■ WHAT TO DO: Reproduce word for word the part of the account of losing a daughter below starting at "My daughter Avery" and ending at "was very wrong.".

■ DOCUMENT PASSAGE:

My daughter Avery died in 2008 after a “perfect” pregnancy. I was active, had no morning sickness, and had no red flags. When my water broke on the night of June 30, just weeks before my due date, I thought I was headed to the hospital to have a baby. Then I saw the blood on my sheets, on the floor…Avery was my first child, but I still knew something was very wrong.
When I got to the hospital they couldn’t find a heartbeat, and, when I finally gave birth to my beautiful girl 36 hours later, the umbilical cord was wrapped tightly around her neck. Losing my daughter was a complete shock, and I felt like a total failure. I couldn’t understand how my body, the same body that nurtured her, the same body that grew her, ultimately was responsible for her demise. I let down my daughter, my husband, and myself.
My grief ate away at me, and I fell into a deep depression. I didn’t want to see anyone; I didn’t answer the phone when it rang. I was a teacher and had the summer off, so it was very easy to disappear. I became obsessed with having another baby, anything to fill the void that was left by the little girl I couldn’t keep.
Going back to work in the fall was hard. As a teacher I led a very public life. Everyone knew what happened, but no one wanted to talk about it. Losing Avery was all I could think about, yet I had to keep my emotions stuffed away because every time I brought her up people became so uncomfortable. I’d always been a writer, so I started putting my story on paper. It began as a way to understand my own feelings, to figure out all of the pain and guilt twisted up inside of me. It soon turned into a way for me to remember my daughter, to ensure that I never forgot the brief miracle that was her life. The more I wrote, however, the more I realized that I had the power to help others with my words. I eventually wrote a book chronicling my story, and I’m thankful that I was able to create a legacy for Avery and help people at the same time.

■ RECORDS:

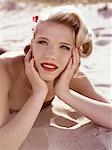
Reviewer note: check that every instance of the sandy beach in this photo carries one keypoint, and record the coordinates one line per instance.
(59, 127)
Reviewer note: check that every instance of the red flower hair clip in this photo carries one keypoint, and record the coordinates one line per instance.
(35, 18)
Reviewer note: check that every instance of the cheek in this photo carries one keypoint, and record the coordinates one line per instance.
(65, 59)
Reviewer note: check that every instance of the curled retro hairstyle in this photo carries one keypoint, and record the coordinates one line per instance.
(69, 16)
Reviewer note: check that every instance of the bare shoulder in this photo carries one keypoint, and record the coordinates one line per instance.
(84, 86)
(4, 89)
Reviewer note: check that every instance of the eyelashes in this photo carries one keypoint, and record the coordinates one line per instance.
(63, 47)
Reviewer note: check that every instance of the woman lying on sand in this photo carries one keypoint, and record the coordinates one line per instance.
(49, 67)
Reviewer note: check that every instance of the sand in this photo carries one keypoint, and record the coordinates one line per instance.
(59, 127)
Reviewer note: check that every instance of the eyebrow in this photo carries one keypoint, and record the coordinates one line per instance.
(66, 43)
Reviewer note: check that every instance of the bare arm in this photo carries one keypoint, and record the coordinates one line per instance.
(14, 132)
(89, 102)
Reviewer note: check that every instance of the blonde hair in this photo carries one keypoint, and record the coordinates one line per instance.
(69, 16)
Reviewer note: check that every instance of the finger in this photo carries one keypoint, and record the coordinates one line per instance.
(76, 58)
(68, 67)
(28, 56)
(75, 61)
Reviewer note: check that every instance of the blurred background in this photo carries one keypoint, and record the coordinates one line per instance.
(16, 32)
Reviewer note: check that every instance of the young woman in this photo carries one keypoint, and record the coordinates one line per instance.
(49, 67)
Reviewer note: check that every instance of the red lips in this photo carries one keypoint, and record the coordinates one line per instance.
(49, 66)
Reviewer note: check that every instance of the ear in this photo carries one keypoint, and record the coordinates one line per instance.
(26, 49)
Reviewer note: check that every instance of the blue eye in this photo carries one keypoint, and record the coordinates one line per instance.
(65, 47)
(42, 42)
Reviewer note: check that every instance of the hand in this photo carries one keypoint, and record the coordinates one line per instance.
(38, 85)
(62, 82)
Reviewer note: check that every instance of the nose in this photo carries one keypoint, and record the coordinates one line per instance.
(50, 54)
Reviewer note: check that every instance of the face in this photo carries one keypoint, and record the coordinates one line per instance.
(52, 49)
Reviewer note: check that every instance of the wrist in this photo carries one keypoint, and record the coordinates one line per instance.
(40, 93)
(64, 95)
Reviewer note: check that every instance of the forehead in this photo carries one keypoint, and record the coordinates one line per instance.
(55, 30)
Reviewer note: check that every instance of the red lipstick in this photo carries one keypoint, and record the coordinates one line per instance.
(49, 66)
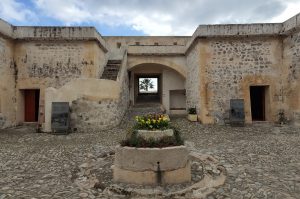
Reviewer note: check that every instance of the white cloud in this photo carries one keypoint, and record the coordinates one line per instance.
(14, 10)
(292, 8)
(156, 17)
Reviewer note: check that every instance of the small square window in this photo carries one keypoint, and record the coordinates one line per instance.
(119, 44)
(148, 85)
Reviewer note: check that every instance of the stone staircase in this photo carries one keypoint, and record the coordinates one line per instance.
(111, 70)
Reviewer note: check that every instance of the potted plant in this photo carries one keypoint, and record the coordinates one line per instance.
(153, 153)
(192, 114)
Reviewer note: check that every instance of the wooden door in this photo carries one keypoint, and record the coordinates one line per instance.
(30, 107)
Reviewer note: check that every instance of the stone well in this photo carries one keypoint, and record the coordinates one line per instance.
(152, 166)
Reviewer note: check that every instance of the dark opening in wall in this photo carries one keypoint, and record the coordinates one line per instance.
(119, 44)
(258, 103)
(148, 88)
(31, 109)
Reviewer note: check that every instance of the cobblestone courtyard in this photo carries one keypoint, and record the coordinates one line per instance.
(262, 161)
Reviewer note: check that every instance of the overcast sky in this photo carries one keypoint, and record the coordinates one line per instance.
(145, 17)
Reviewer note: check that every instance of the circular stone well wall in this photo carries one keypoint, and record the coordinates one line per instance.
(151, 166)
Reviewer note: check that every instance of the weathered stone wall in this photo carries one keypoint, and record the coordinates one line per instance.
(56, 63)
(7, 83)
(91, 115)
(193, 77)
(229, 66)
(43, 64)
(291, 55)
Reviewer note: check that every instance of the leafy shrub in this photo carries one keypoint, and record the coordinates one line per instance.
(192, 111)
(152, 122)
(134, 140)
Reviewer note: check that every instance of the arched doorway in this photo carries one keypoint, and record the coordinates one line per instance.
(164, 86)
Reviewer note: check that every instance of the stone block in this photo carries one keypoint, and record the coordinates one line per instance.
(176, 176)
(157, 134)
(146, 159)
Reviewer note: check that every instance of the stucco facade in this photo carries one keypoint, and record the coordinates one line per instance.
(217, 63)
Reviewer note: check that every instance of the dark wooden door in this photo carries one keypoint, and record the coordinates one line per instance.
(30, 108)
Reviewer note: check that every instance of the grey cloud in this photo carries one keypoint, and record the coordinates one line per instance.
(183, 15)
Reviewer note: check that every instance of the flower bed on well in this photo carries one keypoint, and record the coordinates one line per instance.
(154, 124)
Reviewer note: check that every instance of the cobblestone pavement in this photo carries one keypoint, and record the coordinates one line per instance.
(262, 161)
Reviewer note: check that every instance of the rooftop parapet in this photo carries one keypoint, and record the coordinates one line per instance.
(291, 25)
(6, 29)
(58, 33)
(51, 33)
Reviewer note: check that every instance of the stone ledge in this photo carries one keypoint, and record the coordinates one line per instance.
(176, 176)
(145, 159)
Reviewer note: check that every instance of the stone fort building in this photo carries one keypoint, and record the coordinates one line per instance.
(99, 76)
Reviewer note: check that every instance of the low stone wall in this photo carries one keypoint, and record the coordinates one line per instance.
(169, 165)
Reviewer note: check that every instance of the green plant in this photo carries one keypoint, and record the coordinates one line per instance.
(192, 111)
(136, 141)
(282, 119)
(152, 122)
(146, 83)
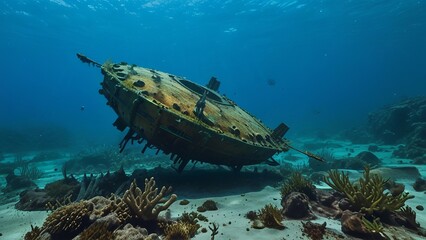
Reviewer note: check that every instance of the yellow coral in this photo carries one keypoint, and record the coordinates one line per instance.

■ TASK OUTPUT:
My daughter Avery died in 2008 after a “perfect” pregnancy. I was active, had no morning sickness, and had no red flags. When my water broke on the night of June 30, just weeks before my due date, I thought I was headed to the hospital to have a baby. Then I saw the blood on my sheets, on the floor…Avery was my first child, but I still knew something was very wrong.